WRITTEN TASK 1 ::
Answer these questions about the Bennett Farm thread:
(a) On which two dates are the next shoots held?
(b) On the route from Columbus, how far do you drive on Highway 116 before turning right on Mann Rd.?
(c) On the route from LaGrange, what does the road you follow after turning left on 354 become?
WRITTEN TASK 2 :: Can you set down the Bennett Farm thread word for word, from "## Brian from" up to and including "1.7 miles to gate on right."?

::: PASSAGE SHOWN :::

# New Bennett Farm thread... WITH SCORES!!



## Brian from GA (Jan 14, 2011)

Just so you don't have to read through the absolutely classless posts from the guy with no sense of humor here is a new thread with real info about the next two shoots. 

Sunday the 16th and the 23rd we will be hard at it. This weeks course is really solid.... nothing scarey but a thinking man's (or girls) course. 

Sounds like we will have a decent crowd and should get incredible weather. See ya'll Sunday. 

Directions
Enter 1501 Mann Rd., Shiloh, GA into GPS

From Columbus- Take Georgia 85/Manchester Expressway north through Waverly Hall. When 85 splits take the left split toward Shiloh/Warm Springs. Turn left on Highway 116. Drive 2.1 miles and turn right on Mann Rd. Drive 1.7 miles to gate on right. 

From LaGrange- Take Hwy 27 south to Pine Mountain. Turn left on 354 just past KFC/Subway. . Follow this road (becomes Kings Gap Rd) east 8.3 miles to Mann Rd (4-way stop) turn left and drive .5 miles to gate on right.

::: RECORDS :::

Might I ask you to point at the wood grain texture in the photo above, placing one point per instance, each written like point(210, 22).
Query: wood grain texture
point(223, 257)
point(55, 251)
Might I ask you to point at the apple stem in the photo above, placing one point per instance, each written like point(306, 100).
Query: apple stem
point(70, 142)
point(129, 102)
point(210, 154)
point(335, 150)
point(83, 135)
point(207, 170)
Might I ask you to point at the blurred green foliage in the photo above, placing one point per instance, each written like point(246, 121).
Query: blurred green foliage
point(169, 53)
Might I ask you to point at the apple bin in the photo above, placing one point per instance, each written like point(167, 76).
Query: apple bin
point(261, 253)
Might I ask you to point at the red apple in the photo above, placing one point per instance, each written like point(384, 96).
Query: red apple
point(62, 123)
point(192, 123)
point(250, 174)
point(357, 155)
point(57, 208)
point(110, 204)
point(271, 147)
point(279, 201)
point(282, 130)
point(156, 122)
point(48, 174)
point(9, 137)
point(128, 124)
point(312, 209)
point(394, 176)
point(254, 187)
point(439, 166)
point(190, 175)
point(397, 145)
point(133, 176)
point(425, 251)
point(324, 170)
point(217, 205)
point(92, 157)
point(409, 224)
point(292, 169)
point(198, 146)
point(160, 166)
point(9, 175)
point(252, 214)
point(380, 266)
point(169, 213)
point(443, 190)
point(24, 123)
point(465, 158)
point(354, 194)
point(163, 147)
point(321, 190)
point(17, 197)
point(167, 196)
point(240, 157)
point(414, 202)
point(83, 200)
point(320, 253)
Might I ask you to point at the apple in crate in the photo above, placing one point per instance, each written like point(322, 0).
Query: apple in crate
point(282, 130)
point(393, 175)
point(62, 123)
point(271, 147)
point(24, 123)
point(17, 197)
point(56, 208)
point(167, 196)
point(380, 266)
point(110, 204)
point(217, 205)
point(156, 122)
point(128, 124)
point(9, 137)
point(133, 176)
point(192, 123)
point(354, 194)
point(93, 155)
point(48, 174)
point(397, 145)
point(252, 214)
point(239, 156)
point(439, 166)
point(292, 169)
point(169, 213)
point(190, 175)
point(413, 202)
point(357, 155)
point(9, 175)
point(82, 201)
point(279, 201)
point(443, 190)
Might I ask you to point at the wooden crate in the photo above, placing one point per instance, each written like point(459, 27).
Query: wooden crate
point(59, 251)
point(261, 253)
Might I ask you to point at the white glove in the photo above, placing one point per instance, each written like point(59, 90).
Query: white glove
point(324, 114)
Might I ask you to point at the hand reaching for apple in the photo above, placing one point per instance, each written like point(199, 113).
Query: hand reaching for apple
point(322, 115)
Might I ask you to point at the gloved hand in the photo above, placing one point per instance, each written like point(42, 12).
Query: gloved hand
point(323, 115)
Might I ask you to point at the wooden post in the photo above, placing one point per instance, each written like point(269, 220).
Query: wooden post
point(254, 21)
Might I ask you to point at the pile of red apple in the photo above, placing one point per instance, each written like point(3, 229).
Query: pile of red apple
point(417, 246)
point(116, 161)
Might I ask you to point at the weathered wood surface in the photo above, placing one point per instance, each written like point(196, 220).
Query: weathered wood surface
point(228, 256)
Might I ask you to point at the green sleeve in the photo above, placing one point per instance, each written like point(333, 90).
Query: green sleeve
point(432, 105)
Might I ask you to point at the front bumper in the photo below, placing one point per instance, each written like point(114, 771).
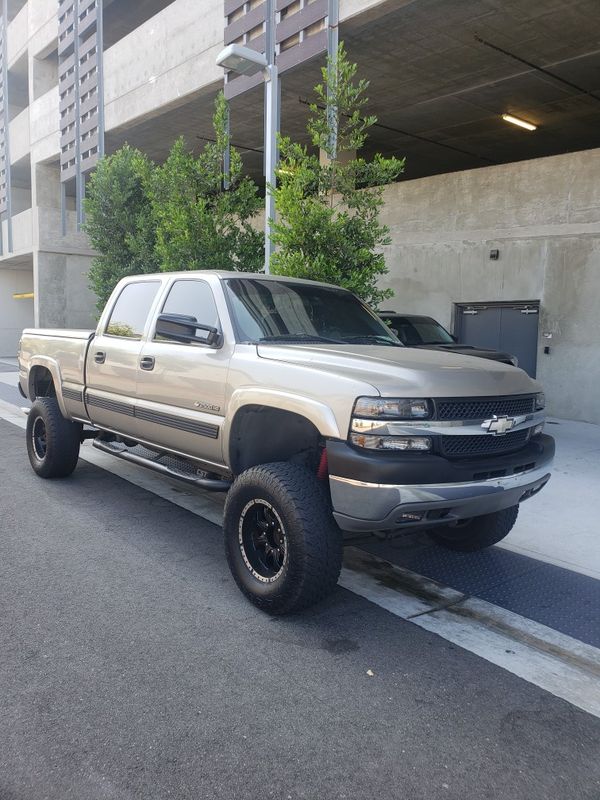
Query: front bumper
point(372, 500)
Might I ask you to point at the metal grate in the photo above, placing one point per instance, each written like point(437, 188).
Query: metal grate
point(465, 446)
point(485, 407)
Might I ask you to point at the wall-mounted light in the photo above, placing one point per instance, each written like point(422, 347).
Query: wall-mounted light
point(520, 122)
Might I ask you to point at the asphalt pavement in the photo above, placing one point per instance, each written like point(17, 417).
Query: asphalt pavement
point(131, 667)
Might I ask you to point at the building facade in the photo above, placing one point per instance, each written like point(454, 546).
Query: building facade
point(491, 226)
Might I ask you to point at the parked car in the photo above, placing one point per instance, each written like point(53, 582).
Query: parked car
point(296, 399)
point(417, 331)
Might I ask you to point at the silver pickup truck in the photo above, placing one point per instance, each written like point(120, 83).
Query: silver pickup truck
point(298, 401)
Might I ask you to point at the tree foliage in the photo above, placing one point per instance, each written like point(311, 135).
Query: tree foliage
point(185, 214)
point(327, 224)
point(199, 224)
point(119, 220)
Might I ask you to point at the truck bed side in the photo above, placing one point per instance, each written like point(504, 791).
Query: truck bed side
point(55, 358)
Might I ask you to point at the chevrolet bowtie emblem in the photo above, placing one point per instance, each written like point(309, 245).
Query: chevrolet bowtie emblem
point(499, 425)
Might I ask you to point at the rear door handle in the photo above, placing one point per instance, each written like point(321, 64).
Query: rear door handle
point(147, 362)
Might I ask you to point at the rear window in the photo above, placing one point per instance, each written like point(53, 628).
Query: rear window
point(130, 312)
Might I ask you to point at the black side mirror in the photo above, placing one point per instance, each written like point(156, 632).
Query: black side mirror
point(181, 328)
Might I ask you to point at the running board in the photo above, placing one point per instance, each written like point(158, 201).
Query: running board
point(115, 449)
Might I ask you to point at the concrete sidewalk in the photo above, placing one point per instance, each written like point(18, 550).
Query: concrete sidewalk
point(561, 525)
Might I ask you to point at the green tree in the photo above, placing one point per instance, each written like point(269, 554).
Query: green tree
point(200, 224)
point(119, 220)
point(327, 224)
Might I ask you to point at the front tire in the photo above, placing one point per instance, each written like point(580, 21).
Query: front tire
point(478, 533)
point(283, 547)
point(52, 441)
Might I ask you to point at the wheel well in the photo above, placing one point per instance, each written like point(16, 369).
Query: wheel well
point(41, 383)
point(261, 435)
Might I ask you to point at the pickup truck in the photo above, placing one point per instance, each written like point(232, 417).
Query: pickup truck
point(295, 398)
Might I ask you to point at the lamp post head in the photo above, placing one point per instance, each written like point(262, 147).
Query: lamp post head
point(241, 59)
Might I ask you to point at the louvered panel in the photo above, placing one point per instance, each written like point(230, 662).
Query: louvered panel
point(301, 34)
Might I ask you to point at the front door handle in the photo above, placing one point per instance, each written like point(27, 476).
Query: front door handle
point(147, 362)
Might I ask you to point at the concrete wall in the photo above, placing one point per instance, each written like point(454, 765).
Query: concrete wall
point(16, 314)
point(544, 217)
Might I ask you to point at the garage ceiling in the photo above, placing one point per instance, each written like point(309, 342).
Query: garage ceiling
point(441, 72)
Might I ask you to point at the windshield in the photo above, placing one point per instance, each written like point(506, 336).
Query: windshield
point(420, 330)
point(277, 311)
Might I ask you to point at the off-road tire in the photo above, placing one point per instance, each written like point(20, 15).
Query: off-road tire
point(52, 441)
point(312, 550)
point(478, 533)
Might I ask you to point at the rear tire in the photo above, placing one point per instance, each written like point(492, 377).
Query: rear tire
point(478, 533)
point(52, 441)
point(283, 547)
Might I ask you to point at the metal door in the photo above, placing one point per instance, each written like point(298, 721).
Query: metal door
point(511, 327)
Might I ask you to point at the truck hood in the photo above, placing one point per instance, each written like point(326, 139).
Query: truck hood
point(469, 350)
point(404, 371)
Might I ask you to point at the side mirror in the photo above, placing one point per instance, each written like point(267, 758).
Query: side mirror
point(181, 328)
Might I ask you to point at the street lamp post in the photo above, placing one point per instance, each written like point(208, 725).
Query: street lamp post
point(246, 61)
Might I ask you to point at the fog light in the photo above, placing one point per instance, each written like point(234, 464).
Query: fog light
point(403, 443)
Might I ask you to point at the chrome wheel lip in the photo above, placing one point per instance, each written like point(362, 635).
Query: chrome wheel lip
point(39, 440)
point(267, 579)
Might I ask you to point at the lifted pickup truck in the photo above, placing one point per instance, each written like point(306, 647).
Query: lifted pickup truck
point(295, 398)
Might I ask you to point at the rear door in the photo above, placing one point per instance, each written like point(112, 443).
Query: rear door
point(181, 387)
point(113, 358)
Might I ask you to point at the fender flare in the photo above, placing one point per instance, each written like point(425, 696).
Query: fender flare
point(321, 416)
point(54, 369)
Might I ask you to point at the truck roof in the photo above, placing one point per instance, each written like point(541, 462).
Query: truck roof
point(223, 274)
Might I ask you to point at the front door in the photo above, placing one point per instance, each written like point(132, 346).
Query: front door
point(511, 327)
point(112, 362)
point(181, 387)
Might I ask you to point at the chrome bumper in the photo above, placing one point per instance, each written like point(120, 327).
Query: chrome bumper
point(360, 506)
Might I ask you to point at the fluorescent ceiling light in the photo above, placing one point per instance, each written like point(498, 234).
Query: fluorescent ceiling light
point(241, 59)
point(520, 122)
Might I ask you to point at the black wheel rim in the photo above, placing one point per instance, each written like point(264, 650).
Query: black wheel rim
point(263, 541)
point(39, 439)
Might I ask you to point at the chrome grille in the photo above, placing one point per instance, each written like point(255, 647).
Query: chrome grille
point(466, 446)
point(484, 407)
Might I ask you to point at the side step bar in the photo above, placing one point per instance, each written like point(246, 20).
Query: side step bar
point(210, 484)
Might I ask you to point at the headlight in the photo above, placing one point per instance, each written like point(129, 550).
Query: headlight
point(392, 408)
point(403, 443)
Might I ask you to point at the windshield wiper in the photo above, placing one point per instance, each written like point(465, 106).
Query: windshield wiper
point(299, 337)
point(369, 338)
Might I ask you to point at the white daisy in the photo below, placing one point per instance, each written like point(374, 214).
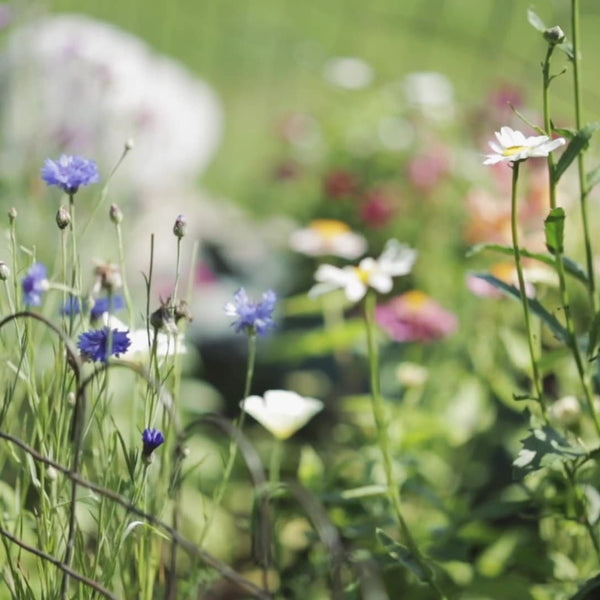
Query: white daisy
point(513, 146)
point(328, 236)
point(395, 260)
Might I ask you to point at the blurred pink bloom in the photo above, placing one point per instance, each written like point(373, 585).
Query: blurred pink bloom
point(379, 208)
point(415, 317)
point(426, 171)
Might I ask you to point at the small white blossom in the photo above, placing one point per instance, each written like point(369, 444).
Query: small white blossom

:::

WRITTEN RESPONSE 1 ::
(a) Sunday the 16th and the 23rd.
(b) 2.1 miles.
(c) Kings Gap Rd.

WRITTEN RESPONSE 2 ::
## Brian from GA (Jan 14, 2011)

Just so you don't have to read through the absolutely classless posts from the guy with no sense of humor here is a new thread with real info about the next two shoots. 

Sunday the 16th and the 23rd we will be hard at it. This weeks course is really solid.... nothing scarey but a thinking man's (or girls) course. 

Sounds like we will have a decent crowd and should get incredible weather. See ya'll Sunday. 

Directions
Enter 1501 Mann Rd., Shiloh, GA into GPS

From Columbus- Take Georgia 85/Manchester Expressway north through Waverly Hall. When 85 splits take the left split toward Shiloh/Warm Springs. Turn left on Highway 116. Drive 2.1 miles and turn right on Mann Rd. Drive 1.7 miles to gate on right.